## Assigned task
Your response should be an exact reproduction of the data below, beginning at the line containing "The function MUST provide one point per instance of the leafy" and ending with the final line.

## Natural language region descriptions
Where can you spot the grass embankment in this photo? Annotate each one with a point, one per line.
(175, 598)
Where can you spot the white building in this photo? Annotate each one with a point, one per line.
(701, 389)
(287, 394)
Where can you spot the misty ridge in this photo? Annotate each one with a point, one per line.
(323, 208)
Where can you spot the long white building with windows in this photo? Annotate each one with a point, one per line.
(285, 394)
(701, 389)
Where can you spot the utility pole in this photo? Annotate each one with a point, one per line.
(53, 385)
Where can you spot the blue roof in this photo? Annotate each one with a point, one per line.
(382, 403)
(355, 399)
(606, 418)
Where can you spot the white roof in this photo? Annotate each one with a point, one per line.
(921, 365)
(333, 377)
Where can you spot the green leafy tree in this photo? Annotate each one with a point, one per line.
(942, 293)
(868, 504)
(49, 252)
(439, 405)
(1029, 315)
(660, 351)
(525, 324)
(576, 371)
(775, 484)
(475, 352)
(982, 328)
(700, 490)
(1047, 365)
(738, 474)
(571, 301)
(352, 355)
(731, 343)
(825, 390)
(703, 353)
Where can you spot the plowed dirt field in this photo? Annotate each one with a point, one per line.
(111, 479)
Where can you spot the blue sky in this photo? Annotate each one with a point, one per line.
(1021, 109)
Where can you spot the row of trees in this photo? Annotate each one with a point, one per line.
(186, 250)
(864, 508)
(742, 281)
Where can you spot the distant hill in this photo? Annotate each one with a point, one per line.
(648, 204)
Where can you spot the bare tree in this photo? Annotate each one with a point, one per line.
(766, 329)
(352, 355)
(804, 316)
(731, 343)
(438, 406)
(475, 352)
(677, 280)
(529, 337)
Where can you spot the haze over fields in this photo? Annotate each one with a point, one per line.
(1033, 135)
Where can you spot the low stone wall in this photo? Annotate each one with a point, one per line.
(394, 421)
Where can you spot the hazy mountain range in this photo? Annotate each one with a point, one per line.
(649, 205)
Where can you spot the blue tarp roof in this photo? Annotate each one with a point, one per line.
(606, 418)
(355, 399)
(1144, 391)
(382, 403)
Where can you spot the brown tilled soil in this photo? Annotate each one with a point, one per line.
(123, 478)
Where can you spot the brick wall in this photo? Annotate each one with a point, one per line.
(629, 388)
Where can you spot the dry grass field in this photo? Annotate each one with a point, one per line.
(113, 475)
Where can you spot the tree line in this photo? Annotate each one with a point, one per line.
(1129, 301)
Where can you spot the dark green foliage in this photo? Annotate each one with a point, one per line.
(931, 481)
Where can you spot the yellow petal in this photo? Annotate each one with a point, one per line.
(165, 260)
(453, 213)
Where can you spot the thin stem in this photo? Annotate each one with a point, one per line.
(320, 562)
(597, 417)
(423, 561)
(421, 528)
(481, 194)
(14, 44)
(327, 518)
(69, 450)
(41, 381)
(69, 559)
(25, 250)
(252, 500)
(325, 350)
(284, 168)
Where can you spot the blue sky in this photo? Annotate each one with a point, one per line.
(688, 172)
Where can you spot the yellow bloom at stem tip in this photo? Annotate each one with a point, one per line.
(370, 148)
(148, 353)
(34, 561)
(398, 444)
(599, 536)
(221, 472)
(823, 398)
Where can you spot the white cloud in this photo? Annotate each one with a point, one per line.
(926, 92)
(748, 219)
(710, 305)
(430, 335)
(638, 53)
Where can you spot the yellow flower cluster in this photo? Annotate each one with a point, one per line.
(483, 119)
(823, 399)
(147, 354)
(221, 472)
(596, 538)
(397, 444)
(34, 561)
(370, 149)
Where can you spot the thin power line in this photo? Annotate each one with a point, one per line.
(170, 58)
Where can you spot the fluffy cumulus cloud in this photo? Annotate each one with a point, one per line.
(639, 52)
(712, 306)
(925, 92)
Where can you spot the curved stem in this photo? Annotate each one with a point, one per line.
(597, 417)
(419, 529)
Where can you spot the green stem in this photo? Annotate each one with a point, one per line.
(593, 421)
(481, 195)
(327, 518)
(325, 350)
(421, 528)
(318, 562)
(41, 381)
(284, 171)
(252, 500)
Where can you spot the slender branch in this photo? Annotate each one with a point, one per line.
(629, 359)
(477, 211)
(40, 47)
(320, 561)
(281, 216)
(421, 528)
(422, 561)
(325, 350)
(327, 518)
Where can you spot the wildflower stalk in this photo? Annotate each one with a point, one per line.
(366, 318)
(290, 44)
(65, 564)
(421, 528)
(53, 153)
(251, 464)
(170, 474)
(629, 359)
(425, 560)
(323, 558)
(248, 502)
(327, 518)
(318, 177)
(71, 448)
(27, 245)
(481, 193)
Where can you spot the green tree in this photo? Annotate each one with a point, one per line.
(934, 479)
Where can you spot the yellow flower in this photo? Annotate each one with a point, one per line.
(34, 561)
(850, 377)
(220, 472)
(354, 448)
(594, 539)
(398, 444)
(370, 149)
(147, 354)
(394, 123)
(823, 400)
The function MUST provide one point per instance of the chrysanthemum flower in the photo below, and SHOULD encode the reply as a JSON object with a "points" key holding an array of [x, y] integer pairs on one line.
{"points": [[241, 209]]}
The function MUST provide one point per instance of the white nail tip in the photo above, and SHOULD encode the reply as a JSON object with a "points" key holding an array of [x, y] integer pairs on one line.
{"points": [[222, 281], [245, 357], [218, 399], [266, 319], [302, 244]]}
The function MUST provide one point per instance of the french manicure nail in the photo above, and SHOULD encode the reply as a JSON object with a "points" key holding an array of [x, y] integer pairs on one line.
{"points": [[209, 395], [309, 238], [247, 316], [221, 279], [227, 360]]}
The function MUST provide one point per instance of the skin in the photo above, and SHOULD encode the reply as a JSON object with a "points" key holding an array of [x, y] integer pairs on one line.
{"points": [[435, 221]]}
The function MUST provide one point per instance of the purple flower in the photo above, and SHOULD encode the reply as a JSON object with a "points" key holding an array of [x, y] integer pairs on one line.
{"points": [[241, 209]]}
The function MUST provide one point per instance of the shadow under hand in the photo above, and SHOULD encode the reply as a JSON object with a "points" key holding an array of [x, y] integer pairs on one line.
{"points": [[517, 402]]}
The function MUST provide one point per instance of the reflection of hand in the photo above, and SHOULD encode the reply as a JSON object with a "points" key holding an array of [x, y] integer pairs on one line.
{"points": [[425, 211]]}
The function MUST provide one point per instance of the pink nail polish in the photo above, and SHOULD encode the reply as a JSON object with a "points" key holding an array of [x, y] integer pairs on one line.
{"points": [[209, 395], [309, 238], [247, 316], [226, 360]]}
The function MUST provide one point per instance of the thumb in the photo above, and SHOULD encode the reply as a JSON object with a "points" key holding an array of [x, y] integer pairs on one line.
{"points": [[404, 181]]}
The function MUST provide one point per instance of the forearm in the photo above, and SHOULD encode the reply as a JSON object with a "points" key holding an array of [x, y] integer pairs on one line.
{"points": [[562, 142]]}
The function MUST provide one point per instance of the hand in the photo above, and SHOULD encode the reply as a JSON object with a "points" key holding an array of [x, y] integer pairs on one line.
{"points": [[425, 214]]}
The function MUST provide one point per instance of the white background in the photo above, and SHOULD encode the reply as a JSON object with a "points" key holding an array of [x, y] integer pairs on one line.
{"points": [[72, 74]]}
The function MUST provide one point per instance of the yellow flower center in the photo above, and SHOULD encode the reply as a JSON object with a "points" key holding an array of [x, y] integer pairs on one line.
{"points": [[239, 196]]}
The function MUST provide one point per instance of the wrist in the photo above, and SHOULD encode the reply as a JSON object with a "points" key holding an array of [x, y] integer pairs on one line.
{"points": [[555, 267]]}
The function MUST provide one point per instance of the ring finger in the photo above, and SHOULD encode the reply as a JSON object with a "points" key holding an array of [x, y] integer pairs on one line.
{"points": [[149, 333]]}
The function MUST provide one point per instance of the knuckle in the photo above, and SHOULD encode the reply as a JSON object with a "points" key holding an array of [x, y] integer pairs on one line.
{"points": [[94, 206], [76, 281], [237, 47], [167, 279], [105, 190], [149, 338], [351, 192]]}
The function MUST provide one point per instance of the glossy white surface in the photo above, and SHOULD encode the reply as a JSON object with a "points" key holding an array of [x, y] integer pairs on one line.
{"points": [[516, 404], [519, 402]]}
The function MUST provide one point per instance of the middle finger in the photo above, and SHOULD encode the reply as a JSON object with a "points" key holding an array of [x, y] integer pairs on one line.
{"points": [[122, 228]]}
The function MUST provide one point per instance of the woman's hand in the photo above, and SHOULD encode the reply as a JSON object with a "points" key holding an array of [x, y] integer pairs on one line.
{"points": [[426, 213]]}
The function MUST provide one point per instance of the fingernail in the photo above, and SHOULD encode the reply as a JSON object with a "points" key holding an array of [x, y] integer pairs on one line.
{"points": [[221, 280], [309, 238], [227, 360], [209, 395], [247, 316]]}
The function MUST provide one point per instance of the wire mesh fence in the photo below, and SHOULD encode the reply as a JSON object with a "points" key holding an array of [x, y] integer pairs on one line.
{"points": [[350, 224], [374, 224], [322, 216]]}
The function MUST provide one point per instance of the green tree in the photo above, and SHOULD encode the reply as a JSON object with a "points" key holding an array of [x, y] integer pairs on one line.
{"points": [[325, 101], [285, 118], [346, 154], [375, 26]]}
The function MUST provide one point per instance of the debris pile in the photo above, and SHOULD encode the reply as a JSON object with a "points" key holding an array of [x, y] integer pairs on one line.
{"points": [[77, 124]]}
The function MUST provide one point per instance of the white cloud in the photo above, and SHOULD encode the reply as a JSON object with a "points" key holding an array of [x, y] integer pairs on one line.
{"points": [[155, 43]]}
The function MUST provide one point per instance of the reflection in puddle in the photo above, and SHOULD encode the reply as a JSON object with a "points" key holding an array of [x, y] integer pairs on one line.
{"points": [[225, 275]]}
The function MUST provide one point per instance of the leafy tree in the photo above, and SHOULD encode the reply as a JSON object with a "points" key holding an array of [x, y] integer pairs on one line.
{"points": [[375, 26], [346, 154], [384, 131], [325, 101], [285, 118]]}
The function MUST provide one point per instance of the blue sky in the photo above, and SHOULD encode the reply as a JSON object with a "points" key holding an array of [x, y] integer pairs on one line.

## Exercise result
The function MUST provide one point per instance of the leafy tree in the photo above, and SHOULD encode the reply as a JSON object with a "points" key holding an array of [x, y] integer pairs on one line.
{"points": [[375, 26], [346, 154], [384, 131], [325, 101], [285, 118]]}
The function MUST provide one point per instance of the blue sky in the photo above, and SHOULD encode the reply as a JSON object with a "points" key holding an array of [x, y] integer pairs on one line.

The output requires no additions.